● Recorded data:

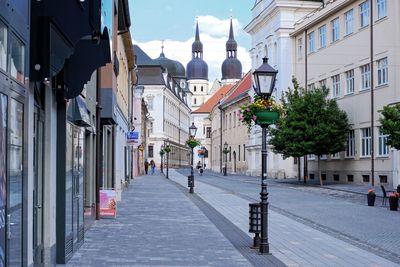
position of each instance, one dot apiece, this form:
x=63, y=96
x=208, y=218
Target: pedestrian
x=146, y=166
x=153, y=166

● What you should do: Whenever images occur above, omit them and retype each line exactly as it stands.

● Written response:
position of each instance, one dot apiece, this form:
x=63, y=96
x=208, y=218
Target: pedestrian
x=146, y=166
x=153, y=166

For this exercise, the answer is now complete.